TO DO: The expected answer is the data below, printed verbatim without its pictures.

##### SOURCE MATERIAL #####

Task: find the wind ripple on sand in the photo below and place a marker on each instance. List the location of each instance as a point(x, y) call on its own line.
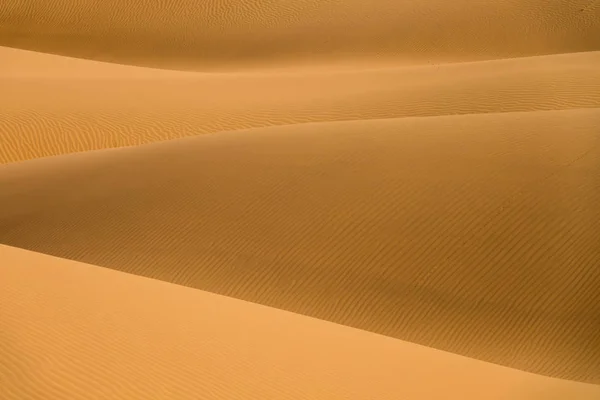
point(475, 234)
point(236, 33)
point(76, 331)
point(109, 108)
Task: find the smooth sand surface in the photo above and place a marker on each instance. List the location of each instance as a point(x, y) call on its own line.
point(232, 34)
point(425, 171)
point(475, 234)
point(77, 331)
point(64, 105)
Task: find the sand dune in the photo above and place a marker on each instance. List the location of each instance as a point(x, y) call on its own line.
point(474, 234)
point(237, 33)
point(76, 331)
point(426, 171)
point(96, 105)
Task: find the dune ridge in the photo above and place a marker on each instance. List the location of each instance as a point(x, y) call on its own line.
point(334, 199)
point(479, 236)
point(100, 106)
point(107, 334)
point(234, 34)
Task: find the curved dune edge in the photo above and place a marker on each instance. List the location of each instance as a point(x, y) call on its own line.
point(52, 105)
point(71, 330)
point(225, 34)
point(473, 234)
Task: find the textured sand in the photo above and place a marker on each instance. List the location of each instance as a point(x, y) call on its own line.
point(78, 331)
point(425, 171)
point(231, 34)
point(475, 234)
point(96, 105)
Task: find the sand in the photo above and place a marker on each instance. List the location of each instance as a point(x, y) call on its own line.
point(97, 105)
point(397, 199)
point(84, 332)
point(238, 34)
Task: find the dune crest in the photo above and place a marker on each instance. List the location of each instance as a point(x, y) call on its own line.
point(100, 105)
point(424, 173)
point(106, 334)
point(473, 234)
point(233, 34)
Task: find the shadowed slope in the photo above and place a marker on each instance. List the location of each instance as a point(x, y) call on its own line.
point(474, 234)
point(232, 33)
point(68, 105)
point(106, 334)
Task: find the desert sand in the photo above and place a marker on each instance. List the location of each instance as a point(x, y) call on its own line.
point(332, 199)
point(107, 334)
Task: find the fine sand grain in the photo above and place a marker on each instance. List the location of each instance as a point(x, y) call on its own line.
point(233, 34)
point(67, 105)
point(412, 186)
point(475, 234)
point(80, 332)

#####

ANSWER BELOW:
Task: find the wind ripple on sand in the photo below and place a marker on each instance. List the location of each instance as a point(x, y) call on its own line.
point(475, 234)
point(236, 33)
point(76, 331)
point(109, 108)
Task: find the smooth sand surface in the photo above and place a marker on each instance. List the location of each instance as a point(x, y) call on its own line.
point(232, 34)
point(425, 171)
point(475, 234)
point(77, 331)
point(64, 105)
Task: find the sand dune in the photo above and place a marker on each instance. List the location of each instance as a point(x, y) call on its own line.
point(474, 234)
point(237, 33)
point(76, 331)
point(426, 171)
point(96, 105)
Task: find the dune ridge in the photo above and place a marker on each instance. List the location of each instance as a point(x, y) call on its own line.
point(334, 199)
point(479, 236)
point(100, 106)
point(107, 334)
point(234, 34)
Task: find the curved dune edge in the photo above and place a marker on each instance. List the location of each instance as a point(x, y) call on its own line.
point(52, 105)
point(71, 330)
point(225, 34)
point(473, 234)
Task: find the textured sand in the photo above and place a marker on each instance. List the location of each instance as a point(x, y) call on its own line.
point(78, 331)
point(425, 171)
point(231, 34)
point(475, 234)
point(96, 105)
Task: find the sand in the photo above and place a marker on each instance. List the location of each instance as a point(x, y) call on its own line.
point(97, 105)
point(397, 199)
point(84, 332)
point(238, 34)
Task: find the dune crest in the photo above and place a marker on each instance. List the location of each instance as a point(x, y) call on its own line.
point(100, 105)
point(424, 173)
point(106, 334)
point(473, 234)
point(233, 34)
Task: find the shadowed slope in the photo above and place a marker on each instance. List the location of each instance as a point(x, y) call on its own line.
point(474, 234)
point(232, 33)
point(68, 105)
point(106, 334)
Task: find the desert sand in the photo above and place a marker on each instance. List the location of each instance as a point(x, y) call on its own line.
point(332, 199)
point(107, 334)
Task: find the fine sand grain in the photo above and place a marker on each instance. List the location of each instance as a point(x, y) call on its own line.
point(233, 34)
point(67, 105)
point(412, 186)
point(475, 234)
point(80, 332)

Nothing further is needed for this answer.